## Exercise aim
All of the entries need to be written out again, exactly as they are.
-*-*-
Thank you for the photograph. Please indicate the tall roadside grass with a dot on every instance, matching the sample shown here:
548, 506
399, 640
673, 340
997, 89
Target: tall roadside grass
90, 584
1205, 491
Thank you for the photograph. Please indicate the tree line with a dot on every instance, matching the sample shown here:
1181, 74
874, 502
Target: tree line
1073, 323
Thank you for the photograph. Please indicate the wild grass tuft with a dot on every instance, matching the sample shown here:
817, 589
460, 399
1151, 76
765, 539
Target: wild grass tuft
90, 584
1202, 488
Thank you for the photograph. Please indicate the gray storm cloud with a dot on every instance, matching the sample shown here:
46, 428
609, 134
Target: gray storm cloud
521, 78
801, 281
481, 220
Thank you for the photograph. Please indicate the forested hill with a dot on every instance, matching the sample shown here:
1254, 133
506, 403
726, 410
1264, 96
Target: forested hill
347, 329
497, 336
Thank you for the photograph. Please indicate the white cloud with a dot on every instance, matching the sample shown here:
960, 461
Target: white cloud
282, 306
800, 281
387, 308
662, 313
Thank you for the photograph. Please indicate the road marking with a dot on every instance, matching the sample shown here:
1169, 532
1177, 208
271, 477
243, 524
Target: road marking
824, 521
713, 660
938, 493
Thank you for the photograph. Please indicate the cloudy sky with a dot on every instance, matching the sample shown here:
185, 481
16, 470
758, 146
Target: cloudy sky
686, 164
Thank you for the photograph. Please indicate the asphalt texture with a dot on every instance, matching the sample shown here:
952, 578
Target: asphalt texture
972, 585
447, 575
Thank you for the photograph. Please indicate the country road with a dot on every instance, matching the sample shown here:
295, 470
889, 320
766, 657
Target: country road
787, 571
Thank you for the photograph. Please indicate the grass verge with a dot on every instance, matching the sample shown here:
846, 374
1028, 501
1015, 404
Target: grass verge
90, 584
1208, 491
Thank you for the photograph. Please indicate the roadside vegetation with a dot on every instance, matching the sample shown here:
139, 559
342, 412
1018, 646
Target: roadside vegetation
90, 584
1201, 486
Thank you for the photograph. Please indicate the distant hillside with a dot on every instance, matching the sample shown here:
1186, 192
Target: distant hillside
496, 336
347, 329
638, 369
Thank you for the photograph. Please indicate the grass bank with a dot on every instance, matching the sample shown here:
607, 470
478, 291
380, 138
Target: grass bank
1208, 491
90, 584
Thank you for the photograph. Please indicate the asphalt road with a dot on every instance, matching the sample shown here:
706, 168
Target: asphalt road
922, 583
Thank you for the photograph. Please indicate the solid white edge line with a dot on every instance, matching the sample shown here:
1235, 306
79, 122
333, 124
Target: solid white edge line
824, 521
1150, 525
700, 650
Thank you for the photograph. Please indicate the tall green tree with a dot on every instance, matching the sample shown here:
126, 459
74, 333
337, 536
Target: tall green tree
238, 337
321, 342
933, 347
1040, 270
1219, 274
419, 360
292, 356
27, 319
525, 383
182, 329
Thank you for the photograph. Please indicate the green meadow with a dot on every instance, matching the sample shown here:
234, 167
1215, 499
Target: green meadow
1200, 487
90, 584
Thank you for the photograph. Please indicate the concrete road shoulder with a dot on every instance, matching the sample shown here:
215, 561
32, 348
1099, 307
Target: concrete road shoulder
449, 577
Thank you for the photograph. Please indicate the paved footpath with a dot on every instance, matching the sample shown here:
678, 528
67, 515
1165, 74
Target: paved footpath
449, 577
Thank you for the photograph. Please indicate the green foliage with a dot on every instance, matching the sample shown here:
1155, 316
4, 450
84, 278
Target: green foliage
-*-*-
## Solution
Thank you for the photograph. Please indicate the tall roadside grass with a dot on every instance, matching the sample shown here:
548, 506
399, 640
673, 340
997, 89
Target: tall roadside grass
90, 584
1205, 491
Thank you for the photograph. Please indicate the tree line with a dot on every instance, matching the sample shown here:
1181, 74
874, 502
Target: tree line
1073, 323
Thank you for the photograph. Please indicate the wild grass tuft with a dot on every instance, matching the sample shown here:
817, 589
460, 399
1151, 76
765, 539
Target: wild grass tuft
90, 584
1202, 488
Thank you for the photograph. Please indicate the gray storm cloud with a dot on every instance, matching the sample shown here:
46, 428
609, 134
Target: gray storm cloud
521, 78
801, 281
481, 220
Thank you for the photograph. Please indicate the forested hill with a dot on every instance, matching the sample shown here:
1254, 133
506, 403
726, 410
1264, 96
Target: forested hill
347, 329
497, 336
Thank you for the photograph. Please indicate the white cloud with a dot on every instance, matching the sample shown here:
960, 461
Target: white cloud
282, 306
800, 281
387, 308
662, 313
Thank you for the photograph. Please indicate the road marking with a dot on every instance, matching the sample shown here:
1169, 532
1177, 208
271, 477
243, 524
Target: road marking
824, 521
713, 660
938, 493
Thank you for the photograph. Please indicate the cloudy sky with a dot on every instance, matching the sample shown here:
185, 481
16, 470
758, 146
Target: cloudy sky
686, 164
Thank you for the photograph. Please indicate the asphalt texture with a dot on every instance, matching the sample shown here:
952, 578
Target: asphalt texture
972, 585
447, 575
Thank you for the photograph. Please indicate the country road with a dot on every instance, matching the sample shown here:
295, 470
889, 320
766, 657
Target: country road
787, 571
Thank you for the photograph. Please indicate the grass verge with a dot on every instance, matching the sample shown here:
846, 374
1028, 501
1015, 404
Target: grass verge
90, 584
1208, 491
Thank you for the photograph. Please indicate the roadside vegetation with a dot on every instance, matching the sample shown here:
139, 559
342, 412
1018, 646
Target: roadside vegetation
90, 584
1201, 486
Thank you for the photograph. Please indicate the distant hillside with a dot on every instance, matching the sample shown here:
1186, 192
Target: distant hillside
496, 336
347, 329
638, 369
Thank you for the photograph. Please indicate the grass bank with a dot on every instance, matching the sample shown here:
607, 470
478, 291
380, 138
Target: grass bank
1208, 491
90, 584
Thank you for the photograph. Please indicate the asphalt road with a dot on every instance, matching the sample shown here:
706, 168
Target: asphalt road
922, 583
Thank you for the photograph. Please indicate the solid white edge line with a dot on every instance, matching the sample shown here:
1235, 306
79, 122
333, 124
Target: solid white edge line
824, 521
1150, 525
700, 650
Thank you for the photograph. Please indicate the tall green tree with a dot on every instance, matching the sample shown here:
126, 459
74, 333
337, 536
Target: tall green tree
238, 337
321, 342
933, 347
1040, 270
1219, 274
419, 360
292, 356
27, 319
525, 383
182, 329
Thank you for the photograph. Please indicate the green meadow with a dot on every instance, matching the sample shown here:
234, 167
1215, 499
Target: green meadow
1200, 487
90, 584
Thank you for the photograph. Please indicate the concrete road shoulder with a dot on every instance, matching the sample shown here:
215, 561
32, 348
1099, 307
Target: concrete road shoulder
449, 577
Thank you for the photograph. Please indicate the paved footpath with a dot on every instance, matching the sample shown here:
678, 528
67, 515
1165, 74
Target: paved footpath
449, 577
Thank you for the photograph. Please indicate the green foliage with a dot on every instance, matching the sample shown here:
1155, 316
4, 450
84, 278
Target: green foliage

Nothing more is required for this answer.